◆ **EXERCISE GOAL**
Continue the essay below on how the Gaza war has changed Australian views of the Israel–Palestine conflict, picking up after its last sentence.

◆ **SOURCE PASSAGE**
A Royal Commission to Discover the Obvious

For many Australians, the Israel–Palestine conflict was once viewed through a balanced or cautious lens. Since the Gaza war, that position has shifted decisively. What has unfolded has forced a reassessment that is no longer theoretical or abstract, but moral and unavoidable.
Anyone who can watch month after month of hospitals being bombed, children starved, and entire cities flattened — and remain unmoved — is beyond understanding. It has also fundamentally changed how many now view the role of the United States in this conflict.
When Russian missiles strike Ukrainian apartment blocks, they destroy a handful of units.
When Israeli bombs strike Gaza, entire buildings are erased.
This has not been a war fought between soldiers.
It has been a campaign carried out against civilians.

◆ **DATA SECTION**
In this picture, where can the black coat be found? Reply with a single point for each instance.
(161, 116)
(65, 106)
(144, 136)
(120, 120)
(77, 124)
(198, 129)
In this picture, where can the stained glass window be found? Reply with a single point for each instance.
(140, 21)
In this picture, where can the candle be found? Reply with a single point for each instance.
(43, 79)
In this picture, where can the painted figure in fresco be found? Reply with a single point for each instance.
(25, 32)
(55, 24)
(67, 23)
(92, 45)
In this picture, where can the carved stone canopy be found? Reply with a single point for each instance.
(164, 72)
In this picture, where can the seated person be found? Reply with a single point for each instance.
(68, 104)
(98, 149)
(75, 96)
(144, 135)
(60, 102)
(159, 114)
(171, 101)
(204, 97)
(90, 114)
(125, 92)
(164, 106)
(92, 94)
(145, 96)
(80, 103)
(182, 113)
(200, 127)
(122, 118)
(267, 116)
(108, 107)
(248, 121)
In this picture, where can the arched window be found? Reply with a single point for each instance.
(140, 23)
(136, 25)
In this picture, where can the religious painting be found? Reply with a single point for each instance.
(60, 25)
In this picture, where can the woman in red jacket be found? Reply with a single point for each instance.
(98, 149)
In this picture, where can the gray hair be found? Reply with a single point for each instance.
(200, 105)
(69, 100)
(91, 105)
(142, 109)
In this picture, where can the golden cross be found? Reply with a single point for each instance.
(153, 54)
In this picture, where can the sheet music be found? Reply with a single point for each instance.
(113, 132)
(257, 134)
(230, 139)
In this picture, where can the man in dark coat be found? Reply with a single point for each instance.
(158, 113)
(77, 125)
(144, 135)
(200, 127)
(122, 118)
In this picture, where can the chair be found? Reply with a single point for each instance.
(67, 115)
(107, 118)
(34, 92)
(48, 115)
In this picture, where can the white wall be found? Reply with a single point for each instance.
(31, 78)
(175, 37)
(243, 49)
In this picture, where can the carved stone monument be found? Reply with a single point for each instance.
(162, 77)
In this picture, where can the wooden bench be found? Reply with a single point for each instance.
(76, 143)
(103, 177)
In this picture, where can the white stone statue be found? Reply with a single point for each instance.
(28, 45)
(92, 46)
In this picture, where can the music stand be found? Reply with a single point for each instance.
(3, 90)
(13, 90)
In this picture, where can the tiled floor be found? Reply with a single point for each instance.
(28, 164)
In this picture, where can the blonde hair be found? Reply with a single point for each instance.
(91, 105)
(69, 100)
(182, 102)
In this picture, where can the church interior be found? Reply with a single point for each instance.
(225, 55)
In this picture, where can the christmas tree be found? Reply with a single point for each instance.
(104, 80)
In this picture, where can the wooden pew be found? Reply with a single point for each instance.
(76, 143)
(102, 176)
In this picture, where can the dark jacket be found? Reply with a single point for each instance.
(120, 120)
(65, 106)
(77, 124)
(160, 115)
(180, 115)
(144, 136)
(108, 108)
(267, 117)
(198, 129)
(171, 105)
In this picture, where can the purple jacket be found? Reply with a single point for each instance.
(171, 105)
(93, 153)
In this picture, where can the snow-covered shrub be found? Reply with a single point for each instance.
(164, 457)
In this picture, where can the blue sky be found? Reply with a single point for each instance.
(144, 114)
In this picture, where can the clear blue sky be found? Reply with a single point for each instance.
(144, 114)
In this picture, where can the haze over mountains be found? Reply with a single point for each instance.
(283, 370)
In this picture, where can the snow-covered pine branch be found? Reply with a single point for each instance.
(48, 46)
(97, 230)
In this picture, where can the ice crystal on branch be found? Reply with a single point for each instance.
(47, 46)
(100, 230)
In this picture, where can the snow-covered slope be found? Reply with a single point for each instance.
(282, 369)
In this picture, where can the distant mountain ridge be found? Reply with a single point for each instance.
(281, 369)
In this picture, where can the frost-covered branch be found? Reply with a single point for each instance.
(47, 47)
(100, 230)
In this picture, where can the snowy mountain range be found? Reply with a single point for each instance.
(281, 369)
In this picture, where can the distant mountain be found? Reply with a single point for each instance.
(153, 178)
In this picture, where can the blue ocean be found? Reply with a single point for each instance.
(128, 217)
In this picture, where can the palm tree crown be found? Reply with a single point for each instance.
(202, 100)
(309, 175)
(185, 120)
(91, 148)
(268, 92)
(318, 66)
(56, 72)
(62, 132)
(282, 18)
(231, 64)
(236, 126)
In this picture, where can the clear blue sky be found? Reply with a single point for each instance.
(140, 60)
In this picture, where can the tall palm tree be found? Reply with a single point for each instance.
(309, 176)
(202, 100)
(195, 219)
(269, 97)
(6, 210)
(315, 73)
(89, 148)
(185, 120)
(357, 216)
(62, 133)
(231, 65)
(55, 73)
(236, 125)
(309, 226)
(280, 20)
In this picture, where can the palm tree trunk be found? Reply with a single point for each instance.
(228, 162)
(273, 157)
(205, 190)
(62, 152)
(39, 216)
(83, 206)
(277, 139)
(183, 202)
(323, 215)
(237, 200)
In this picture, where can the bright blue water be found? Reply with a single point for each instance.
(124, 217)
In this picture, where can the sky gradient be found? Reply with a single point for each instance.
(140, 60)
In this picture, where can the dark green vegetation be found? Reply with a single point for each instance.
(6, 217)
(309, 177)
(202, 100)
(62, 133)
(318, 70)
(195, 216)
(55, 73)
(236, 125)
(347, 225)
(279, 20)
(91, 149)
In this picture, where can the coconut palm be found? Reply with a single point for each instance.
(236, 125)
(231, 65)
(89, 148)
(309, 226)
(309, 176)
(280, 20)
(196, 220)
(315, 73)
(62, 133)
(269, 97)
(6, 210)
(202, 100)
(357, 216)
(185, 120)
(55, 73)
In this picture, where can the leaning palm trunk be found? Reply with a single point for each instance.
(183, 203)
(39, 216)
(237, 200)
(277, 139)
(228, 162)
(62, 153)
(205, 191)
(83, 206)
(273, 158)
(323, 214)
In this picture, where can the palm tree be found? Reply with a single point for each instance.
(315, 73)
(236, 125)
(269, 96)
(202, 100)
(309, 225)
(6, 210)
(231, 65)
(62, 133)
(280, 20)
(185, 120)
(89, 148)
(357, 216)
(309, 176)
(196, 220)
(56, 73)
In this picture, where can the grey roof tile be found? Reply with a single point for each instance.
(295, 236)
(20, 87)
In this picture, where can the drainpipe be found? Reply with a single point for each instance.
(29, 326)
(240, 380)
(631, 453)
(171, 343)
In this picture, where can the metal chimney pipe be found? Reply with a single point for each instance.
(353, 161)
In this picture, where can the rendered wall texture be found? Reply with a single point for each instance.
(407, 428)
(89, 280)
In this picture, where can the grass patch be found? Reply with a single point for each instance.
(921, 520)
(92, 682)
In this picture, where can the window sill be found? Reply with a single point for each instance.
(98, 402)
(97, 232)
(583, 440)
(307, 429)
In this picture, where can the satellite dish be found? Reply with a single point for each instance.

◆ **RESULT**
Israel’s influence over U.S. policy has long been difficult to comprehend. What is now equally disturbing is how the same influence appears to shape Australian policy — quietly, without public consent, and without meaningful debate.
Australians can see what Israel was doing before the Gaza war and what it has continued to do since: forcing Palestinians off their own land. Yet too many remain silent, allowing unelected actors to determine Australia’s foreign policy.
We now seem to require a Royal Commission to establish what the rest of the world already understands.
That is not a sign of caution or sophistication.
It is a sign of political complacency — and national embarrassment.